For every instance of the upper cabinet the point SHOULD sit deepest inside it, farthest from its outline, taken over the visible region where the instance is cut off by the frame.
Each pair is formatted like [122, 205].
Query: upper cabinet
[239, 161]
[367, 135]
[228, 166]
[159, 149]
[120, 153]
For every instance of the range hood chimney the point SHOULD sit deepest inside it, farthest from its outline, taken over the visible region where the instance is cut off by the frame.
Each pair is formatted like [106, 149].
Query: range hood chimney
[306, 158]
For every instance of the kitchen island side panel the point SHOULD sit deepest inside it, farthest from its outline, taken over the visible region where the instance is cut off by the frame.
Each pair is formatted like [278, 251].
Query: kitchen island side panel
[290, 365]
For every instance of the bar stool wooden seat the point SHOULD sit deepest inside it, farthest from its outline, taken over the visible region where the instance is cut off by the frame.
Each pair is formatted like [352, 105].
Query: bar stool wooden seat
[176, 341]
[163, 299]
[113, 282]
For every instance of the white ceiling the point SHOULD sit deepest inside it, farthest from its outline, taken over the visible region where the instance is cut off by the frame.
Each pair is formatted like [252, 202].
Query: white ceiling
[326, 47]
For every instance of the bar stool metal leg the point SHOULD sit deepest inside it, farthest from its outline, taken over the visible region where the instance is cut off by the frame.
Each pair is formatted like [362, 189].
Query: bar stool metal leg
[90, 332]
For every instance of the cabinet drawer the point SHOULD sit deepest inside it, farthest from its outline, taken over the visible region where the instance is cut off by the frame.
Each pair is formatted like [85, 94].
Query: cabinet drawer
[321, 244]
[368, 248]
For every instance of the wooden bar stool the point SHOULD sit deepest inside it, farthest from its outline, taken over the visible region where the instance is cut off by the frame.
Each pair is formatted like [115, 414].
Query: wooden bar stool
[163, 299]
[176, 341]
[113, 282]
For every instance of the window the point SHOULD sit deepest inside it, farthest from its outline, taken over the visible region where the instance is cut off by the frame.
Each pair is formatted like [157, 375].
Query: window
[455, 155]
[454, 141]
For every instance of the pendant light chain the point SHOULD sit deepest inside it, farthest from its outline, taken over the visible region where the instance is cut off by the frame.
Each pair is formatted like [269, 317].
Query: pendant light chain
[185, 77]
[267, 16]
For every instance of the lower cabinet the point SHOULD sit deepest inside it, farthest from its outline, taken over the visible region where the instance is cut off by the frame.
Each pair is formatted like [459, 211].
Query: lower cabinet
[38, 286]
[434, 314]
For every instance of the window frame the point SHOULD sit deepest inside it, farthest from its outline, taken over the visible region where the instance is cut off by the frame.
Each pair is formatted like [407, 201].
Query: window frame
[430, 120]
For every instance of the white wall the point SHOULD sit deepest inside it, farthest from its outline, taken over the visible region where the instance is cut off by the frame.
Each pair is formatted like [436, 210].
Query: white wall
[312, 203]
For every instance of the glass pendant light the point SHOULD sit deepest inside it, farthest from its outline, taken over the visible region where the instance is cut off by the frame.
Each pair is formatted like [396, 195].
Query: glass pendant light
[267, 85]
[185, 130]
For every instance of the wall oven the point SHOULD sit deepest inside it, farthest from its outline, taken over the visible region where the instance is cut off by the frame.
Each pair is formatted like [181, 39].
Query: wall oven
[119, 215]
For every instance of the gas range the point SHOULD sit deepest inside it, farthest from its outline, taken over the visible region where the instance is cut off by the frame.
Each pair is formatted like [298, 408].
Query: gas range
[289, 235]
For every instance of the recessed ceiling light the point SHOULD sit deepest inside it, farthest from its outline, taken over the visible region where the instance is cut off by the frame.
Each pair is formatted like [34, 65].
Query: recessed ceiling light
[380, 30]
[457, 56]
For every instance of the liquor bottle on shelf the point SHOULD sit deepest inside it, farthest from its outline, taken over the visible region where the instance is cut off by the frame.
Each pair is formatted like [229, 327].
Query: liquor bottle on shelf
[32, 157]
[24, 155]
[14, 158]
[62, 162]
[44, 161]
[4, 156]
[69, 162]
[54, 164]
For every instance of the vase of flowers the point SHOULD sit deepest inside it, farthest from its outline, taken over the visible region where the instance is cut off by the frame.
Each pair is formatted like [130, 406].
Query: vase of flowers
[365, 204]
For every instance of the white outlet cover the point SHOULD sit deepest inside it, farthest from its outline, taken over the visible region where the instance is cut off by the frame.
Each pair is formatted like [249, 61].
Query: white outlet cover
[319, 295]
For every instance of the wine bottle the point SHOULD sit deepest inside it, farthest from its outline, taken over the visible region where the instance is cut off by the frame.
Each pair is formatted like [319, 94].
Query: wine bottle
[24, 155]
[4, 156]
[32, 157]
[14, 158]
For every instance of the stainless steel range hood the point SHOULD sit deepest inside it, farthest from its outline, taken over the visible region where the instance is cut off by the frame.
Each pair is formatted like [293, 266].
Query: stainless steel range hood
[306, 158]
========================================
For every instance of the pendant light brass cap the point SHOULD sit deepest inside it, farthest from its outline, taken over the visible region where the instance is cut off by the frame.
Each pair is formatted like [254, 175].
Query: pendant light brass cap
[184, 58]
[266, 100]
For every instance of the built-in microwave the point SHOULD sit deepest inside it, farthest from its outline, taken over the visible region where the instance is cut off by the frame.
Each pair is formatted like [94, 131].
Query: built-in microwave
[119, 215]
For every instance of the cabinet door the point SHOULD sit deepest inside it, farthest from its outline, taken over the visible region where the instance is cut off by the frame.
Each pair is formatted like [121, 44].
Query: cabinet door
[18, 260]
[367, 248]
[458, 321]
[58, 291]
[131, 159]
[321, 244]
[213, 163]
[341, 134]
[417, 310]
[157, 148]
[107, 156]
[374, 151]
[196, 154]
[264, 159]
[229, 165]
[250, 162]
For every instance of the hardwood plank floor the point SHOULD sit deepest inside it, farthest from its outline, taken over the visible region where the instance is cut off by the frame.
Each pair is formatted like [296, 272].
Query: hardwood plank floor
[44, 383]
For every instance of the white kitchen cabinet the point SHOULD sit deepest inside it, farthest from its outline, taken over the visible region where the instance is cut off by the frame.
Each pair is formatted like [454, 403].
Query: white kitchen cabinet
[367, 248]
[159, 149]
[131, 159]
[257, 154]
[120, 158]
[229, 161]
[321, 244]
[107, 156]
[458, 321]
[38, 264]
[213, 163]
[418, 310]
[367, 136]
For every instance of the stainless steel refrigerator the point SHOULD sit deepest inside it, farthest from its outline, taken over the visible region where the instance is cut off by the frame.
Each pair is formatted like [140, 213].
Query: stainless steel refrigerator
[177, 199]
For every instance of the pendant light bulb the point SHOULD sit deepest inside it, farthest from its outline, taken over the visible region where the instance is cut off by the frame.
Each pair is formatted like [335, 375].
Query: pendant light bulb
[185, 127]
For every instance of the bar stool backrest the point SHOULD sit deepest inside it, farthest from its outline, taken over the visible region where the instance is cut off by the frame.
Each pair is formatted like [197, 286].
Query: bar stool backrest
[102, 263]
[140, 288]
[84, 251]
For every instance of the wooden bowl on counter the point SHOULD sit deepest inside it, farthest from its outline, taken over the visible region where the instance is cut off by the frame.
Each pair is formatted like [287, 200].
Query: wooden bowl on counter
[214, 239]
========================================
• _GOAL OF THE EXERCISE_:
Exact duplication is required for the lines above, from the line that contains "Each pair is formatted like [115, 414]." to the line that contains "Each pair is formatted like [157, 375].", inclusive; omit all others.

• _EXERCISE ANSWER_:
Each pair is formatted like [115, 414].
Query: wooden bar stool
[163, 299]
[176, 341]
[113, 282]
For every instance of the window the point SHOULD sit deepest inside it, farthest from its outline, taken over the visible region where the instance is cut off by the frame.
Each pair is formatted like [157, 375].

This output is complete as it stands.